> **Instruction**
Beneath this task is a listing; retype all of it exactly.

(Excerpts from point annotation data)

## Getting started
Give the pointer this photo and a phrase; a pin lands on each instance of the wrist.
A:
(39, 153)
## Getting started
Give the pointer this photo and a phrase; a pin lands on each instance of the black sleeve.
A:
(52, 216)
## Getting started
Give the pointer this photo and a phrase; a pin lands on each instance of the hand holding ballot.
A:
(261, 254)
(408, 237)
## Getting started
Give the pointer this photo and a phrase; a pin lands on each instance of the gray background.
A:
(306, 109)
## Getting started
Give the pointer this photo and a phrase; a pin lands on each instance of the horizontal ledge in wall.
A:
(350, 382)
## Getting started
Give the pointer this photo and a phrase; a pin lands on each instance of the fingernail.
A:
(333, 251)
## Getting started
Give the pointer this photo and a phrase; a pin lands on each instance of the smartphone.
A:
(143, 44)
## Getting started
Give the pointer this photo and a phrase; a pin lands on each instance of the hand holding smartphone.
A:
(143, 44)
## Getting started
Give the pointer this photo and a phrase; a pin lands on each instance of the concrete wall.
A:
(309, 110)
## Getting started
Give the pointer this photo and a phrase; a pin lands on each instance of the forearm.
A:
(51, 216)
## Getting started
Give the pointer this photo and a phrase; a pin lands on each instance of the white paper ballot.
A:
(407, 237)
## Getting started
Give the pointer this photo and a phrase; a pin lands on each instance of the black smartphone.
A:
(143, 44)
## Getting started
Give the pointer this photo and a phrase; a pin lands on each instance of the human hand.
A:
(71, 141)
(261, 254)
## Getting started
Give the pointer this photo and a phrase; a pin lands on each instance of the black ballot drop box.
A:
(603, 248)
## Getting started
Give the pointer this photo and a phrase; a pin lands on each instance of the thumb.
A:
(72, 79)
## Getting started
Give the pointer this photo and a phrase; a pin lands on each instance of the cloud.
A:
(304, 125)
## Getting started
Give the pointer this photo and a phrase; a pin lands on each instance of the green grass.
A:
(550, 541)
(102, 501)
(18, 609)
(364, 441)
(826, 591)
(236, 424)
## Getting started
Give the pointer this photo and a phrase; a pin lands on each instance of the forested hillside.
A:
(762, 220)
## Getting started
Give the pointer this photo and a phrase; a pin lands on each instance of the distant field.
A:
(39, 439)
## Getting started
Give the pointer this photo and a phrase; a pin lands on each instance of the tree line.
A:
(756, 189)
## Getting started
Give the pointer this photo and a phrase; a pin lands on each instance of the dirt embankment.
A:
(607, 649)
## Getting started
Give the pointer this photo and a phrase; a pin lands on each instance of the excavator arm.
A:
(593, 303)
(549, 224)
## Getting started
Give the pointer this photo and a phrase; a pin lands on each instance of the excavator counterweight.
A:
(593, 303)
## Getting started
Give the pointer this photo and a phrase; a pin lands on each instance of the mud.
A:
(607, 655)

> **Result**
## Getting started
Give the pointer this photo and a phrase; a pin lands on each instance of the wrist.
A:
(39, 153)
## Getting started
Give the pointer this photo and a phrase; a pin lands on each instance of the black sleeve.
A:
(52, 216)
## Getting started
Give the pointer this photo and a phrase; a pin lands on each instance of the hand holding ballot.
A:
(261, 254)
(408, 237)
## Getting started
Give the pointer this photo and a phrase; a pin lands on each instance of the gray background.
A:
(306, 109)
## Getting started
Give the pointer this photo and a phrase; a pin lands on each instance of the horizontal ledge in wall.
A:
(350, 382)
## Getting started
Give the pointer this photo and a phrase; a pin lands on each instance of the fingernail.
A:
(333, 251)
## Getting started
Give the pointer this photo and a phrase; a pin lands on each instance of the smartphone.
A:
(143, 44)
## Getting started
Give the pointer this photo and a phrase; a pin lands on each instance of the hand holding smartphone.
A:
(143, 44)
## Getting started
Give the pointer this photo and a phrase; a pin lands on each instance of the concrete wall.
A:
(309, 110)
## Getting started
Give the pointer this photo and a phrase; a pin lands on each instance of the forearm.
A:
(51, 216)
## Getting started
Give the pointer this photo and a phrase; a pin lands on each instance of the white paper ballot.
A:
(407, 237)
## Getting started
Give the pointer this photo and a phrase; a pin lands on each instance of the black smartphone.
A:
(143, 44)
## Getting started
Give the pointer this photo and a phrase; a pin lands on each instance of the human hand.
A:
(71, 141)
(261, 254)
## Getting started
Give the pointer this photo and a phrase; a pin lands on each instance of the black ballot drop box.
A:
(603, 248)
## Getting started
Give the pointer this photo and a phrase; a pin lands on each instance of the thumb.
A:
(72, 79)
## Getting started
Give the pointer this photo and a phrase; a pin lands on each instance of the cloud.
A:
(304, 125)
## Getting started
Give the pointer this photo and a phrase; a pin lands on each instance of the green grass.
A:
(550, 541)
(102, 501)
(18, 609)
(364, 441)
(826, 591)
(236, 424)
## Getting started
Give the pointer this photo and a phrase; a pin lands on each instance of the forested hillside.
A:
(762, 220)
## Getting started
Give the pointer this photo and a phrase; a pin lands on each instance of the distant field.
A:
(39, 439)
## Getting started
Give the pointer this photo and a phrase; a pin lands on each instance of the tree line.
A:
(756, 189)
## Getting started
Give the pointer this photo and a phrase; a pin lands on each instance of the dirt embankment.
A:
(607, 649)
## Getting started
Give the pointer this photo and a phrase; a pin lands on each instance of the excavator arm.
A:
(593, 303)
(549, 224)
## Getting started
Give the pointer this photo and a phrase; a pin lands on each instance of the excavator counterweight.
A:
(593, 303)
## Getting started
Give the pointer this photo and a phrase; a pin lands on each instance of the mud.
A:
(607, 655)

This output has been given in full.